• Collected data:
____________________
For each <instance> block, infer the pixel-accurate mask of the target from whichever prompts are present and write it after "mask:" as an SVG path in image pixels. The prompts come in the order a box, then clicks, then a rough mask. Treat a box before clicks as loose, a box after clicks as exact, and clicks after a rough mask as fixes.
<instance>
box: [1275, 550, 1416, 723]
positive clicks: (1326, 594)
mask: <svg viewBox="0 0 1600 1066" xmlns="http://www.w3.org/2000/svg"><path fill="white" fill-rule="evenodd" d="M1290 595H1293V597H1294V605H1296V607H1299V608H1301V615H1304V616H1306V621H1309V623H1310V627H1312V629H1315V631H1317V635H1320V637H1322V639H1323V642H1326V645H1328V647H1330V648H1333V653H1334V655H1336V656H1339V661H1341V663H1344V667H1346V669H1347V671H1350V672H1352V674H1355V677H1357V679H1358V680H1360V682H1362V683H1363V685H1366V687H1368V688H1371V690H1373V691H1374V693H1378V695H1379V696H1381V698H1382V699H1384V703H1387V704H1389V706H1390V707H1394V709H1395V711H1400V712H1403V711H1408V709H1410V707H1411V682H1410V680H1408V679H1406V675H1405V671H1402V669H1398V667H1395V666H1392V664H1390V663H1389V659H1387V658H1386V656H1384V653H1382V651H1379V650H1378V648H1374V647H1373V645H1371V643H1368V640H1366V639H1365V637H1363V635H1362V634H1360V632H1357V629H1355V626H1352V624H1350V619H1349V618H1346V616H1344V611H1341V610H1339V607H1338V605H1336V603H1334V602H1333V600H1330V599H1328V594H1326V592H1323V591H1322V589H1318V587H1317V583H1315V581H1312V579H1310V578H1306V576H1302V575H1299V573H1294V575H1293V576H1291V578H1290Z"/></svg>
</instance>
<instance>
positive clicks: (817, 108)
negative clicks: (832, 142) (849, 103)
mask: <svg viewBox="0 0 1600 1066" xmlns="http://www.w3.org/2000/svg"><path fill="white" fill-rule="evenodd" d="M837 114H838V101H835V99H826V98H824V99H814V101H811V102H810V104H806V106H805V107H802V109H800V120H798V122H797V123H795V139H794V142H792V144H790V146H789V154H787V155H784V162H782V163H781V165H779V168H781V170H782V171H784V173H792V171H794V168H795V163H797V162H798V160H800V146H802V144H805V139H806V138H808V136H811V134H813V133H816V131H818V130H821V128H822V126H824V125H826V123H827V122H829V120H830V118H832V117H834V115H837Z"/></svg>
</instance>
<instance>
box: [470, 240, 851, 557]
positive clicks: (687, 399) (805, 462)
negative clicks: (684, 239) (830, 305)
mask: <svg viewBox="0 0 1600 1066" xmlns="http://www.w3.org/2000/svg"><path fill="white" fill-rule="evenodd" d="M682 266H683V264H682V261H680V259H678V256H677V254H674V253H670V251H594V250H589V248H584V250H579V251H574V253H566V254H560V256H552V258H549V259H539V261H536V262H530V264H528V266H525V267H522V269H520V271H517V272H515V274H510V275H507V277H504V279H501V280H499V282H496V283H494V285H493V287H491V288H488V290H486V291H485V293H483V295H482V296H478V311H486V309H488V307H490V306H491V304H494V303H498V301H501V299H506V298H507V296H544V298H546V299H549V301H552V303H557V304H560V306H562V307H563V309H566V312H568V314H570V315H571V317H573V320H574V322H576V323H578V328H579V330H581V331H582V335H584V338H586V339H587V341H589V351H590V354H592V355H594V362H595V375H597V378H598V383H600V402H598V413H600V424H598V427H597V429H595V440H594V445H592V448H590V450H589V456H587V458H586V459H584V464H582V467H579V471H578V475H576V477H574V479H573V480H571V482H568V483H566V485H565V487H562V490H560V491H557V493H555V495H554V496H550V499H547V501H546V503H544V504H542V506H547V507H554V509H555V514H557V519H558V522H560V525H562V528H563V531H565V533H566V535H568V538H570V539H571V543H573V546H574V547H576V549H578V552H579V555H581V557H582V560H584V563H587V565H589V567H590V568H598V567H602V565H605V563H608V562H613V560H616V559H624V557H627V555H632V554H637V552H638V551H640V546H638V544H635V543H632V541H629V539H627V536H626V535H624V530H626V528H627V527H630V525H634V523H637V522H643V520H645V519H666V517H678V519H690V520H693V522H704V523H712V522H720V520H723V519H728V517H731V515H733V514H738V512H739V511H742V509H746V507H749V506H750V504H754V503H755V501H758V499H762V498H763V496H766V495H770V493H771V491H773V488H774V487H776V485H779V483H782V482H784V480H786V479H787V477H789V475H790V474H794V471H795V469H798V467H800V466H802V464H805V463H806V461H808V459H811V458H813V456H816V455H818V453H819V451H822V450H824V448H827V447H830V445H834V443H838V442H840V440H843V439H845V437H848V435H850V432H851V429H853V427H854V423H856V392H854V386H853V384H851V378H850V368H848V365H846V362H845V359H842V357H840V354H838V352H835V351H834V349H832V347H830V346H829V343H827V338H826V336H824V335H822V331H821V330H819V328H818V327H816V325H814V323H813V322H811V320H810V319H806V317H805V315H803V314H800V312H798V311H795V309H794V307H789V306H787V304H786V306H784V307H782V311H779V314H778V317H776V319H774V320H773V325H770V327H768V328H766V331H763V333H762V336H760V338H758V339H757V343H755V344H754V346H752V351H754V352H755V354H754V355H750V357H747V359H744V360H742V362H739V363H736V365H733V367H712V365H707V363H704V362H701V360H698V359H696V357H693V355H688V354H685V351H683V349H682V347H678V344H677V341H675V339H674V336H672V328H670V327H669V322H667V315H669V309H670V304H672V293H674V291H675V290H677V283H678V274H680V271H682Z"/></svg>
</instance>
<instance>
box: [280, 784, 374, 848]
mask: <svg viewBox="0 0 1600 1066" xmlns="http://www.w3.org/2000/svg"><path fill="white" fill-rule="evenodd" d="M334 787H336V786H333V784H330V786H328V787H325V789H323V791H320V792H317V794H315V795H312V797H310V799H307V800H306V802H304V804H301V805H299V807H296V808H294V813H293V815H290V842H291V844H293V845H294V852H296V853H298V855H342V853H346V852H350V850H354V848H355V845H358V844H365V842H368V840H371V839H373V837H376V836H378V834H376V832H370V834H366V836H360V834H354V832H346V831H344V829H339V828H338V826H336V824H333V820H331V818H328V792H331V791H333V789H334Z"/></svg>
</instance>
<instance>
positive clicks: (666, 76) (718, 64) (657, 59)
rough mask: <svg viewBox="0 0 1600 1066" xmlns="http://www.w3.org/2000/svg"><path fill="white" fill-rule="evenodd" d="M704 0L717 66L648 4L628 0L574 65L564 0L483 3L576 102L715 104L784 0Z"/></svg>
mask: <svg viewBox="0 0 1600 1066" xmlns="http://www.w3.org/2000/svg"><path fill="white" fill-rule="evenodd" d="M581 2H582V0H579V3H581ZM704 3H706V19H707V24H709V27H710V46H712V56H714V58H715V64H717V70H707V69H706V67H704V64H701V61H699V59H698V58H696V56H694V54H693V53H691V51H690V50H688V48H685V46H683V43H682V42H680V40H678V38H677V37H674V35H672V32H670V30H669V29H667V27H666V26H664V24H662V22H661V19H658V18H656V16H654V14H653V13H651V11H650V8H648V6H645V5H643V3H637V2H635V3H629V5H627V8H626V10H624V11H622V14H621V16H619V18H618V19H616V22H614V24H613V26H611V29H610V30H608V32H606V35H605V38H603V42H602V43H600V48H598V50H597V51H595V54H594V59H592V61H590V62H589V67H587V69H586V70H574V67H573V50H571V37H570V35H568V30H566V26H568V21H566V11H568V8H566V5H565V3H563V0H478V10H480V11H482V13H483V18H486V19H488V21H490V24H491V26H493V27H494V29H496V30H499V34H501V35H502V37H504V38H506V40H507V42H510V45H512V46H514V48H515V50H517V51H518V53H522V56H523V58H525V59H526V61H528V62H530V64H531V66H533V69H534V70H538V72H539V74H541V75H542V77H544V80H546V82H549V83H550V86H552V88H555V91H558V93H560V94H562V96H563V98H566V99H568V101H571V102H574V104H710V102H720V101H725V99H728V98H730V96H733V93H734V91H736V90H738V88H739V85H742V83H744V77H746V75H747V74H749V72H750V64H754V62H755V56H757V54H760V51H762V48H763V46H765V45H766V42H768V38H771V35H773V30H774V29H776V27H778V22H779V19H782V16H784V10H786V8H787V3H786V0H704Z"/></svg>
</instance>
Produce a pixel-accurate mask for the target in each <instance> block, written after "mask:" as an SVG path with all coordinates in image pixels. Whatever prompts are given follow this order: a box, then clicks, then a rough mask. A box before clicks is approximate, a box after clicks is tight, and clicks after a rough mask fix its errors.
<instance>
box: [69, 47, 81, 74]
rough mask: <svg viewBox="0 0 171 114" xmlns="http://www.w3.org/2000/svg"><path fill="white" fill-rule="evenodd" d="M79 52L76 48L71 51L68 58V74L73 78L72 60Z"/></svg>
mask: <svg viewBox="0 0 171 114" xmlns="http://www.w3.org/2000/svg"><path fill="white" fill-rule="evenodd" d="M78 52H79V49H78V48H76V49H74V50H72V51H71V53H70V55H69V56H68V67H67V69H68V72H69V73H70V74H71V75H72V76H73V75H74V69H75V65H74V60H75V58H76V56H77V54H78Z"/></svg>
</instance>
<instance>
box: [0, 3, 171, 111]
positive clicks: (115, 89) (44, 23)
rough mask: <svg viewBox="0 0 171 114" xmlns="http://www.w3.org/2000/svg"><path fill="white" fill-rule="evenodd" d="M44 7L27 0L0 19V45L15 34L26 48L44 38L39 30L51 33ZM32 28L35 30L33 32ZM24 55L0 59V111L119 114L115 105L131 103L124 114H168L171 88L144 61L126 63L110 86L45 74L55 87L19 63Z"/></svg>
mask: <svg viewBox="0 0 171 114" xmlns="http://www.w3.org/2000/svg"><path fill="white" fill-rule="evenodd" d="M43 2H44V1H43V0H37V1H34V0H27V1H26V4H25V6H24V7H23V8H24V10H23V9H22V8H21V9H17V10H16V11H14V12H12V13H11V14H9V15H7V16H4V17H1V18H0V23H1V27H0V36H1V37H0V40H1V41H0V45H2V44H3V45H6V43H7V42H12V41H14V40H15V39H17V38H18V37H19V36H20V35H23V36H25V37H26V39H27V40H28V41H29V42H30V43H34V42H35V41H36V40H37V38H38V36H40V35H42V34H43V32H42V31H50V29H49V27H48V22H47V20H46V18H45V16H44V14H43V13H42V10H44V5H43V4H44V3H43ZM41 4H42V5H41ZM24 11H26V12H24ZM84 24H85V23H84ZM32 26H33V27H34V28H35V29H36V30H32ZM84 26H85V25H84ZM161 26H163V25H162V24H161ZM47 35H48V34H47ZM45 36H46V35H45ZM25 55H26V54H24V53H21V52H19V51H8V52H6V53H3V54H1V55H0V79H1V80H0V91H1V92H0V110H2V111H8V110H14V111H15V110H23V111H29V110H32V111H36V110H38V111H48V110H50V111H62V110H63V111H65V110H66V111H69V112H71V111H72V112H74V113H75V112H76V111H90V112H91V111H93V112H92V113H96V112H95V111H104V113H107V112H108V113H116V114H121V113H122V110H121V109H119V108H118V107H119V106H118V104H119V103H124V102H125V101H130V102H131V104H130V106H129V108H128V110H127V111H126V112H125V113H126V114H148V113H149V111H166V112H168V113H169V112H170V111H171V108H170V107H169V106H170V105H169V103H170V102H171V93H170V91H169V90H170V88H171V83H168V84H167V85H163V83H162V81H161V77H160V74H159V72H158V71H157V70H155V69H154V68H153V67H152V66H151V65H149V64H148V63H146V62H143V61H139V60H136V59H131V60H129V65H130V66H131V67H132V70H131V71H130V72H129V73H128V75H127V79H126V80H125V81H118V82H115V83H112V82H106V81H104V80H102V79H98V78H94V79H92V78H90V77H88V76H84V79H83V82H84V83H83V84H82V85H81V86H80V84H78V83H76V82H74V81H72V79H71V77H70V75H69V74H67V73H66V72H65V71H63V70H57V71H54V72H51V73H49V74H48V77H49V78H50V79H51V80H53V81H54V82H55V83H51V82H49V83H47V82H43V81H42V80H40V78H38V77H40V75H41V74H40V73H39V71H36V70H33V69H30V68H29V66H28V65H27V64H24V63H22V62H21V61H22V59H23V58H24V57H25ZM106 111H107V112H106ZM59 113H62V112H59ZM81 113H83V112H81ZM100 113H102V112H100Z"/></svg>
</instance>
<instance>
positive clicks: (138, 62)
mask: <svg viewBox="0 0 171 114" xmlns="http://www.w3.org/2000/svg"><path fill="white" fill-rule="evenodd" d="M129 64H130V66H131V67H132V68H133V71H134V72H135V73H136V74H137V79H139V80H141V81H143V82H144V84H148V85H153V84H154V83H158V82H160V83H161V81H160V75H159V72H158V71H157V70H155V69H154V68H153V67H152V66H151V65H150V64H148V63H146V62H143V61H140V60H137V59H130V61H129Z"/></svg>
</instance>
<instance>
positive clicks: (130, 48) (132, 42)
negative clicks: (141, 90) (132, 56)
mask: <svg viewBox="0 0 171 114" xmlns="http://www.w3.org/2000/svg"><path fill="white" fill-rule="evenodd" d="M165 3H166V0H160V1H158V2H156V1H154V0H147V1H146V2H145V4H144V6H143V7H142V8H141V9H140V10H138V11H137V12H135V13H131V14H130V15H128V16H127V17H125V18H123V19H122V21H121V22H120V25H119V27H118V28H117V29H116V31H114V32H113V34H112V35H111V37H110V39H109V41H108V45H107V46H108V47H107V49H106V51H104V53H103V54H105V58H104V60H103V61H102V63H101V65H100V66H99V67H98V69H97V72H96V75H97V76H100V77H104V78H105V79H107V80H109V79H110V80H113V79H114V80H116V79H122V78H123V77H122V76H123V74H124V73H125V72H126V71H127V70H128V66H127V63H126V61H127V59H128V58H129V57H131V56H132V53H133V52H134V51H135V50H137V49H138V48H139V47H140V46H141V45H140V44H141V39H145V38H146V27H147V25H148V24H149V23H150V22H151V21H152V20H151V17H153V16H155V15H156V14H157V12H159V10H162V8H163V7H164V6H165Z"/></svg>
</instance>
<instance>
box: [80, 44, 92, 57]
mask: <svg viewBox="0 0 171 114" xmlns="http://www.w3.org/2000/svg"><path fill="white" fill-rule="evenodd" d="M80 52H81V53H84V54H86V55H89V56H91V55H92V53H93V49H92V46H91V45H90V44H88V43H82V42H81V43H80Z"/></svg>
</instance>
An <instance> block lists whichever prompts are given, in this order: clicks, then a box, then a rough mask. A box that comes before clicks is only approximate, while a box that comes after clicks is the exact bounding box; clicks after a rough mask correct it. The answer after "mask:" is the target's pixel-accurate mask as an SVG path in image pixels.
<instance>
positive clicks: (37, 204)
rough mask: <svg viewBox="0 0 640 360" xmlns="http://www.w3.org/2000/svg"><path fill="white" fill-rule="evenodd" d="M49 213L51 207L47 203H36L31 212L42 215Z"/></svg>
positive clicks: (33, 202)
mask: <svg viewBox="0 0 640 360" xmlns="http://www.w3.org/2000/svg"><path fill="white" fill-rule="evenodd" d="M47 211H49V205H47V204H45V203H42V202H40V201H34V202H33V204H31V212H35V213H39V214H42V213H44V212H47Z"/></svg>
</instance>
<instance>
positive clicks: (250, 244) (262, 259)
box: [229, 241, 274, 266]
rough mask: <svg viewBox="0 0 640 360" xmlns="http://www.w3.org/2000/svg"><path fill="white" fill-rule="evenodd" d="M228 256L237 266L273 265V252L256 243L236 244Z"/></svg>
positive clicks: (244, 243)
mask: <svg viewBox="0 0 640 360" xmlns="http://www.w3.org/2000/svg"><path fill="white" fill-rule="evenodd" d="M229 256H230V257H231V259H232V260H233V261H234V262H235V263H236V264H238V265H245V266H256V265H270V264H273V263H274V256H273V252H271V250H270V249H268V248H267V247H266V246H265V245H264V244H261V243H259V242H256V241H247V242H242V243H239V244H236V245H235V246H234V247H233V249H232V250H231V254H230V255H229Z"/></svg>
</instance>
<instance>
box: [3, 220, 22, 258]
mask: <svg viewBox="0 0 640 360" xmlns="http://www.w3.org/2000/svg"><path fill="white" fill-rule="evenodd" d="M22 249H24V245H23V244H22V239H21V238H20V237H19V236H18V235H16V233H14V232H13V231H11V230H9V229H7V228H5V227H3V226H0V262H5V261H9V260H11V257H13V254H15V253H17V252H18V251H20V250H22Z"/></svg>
____________________
• Task objective: Once the line with "256L237 266L273 265V252L256" has been found in the records above, retype it and every line after it exactly, and include nothing else.

• Written response:
rough mask: <svg viewBox="0 0 640 360" xmlns="http://www.w3.org/2000/svg"><path fill="white" fill-rule="evenodd" d="M228 256L237 266L273 265V252L256 243L236 244Z"/></svg>
positive clicks: (244, 243)
mask: <svg viewBox="0 0 640 360" xmlns="http://www.w3.org/2000/svg"><path fill="white" fill-rule="evenodd" d="M229 256H230V257H231V259H232V260H233V261H234V262H235V263H236V264H238V265H245V266H256V265H270V264H273V263H274V256H273V252H271V250H270V249H268V248H267V247H266V246H265V245H264V244H261V243H259V242H256V241H247V242H242V243H239V244H236V245H235V246H234V247H233V249H232V250H231V254H230V255H229Z"/></svg>
</instance>
<instance>
box: [3, 220, 22, 258]
mask: <svg viewBox="0 0 640 360" xmlns="http://www.w3.org/2000/svg"><path fill="white" fill-rule="evenodd" d="M22 249H24V245H23V244H22V239H21V238H20V237H19V236H18V235H16V233H14V232H13V231H11V230H9V229H7V228H5V227H3V226H0V262H5V261H9V260H11V257H13V254H15V253H17V252H18V251H20V250H22Z"/></svg>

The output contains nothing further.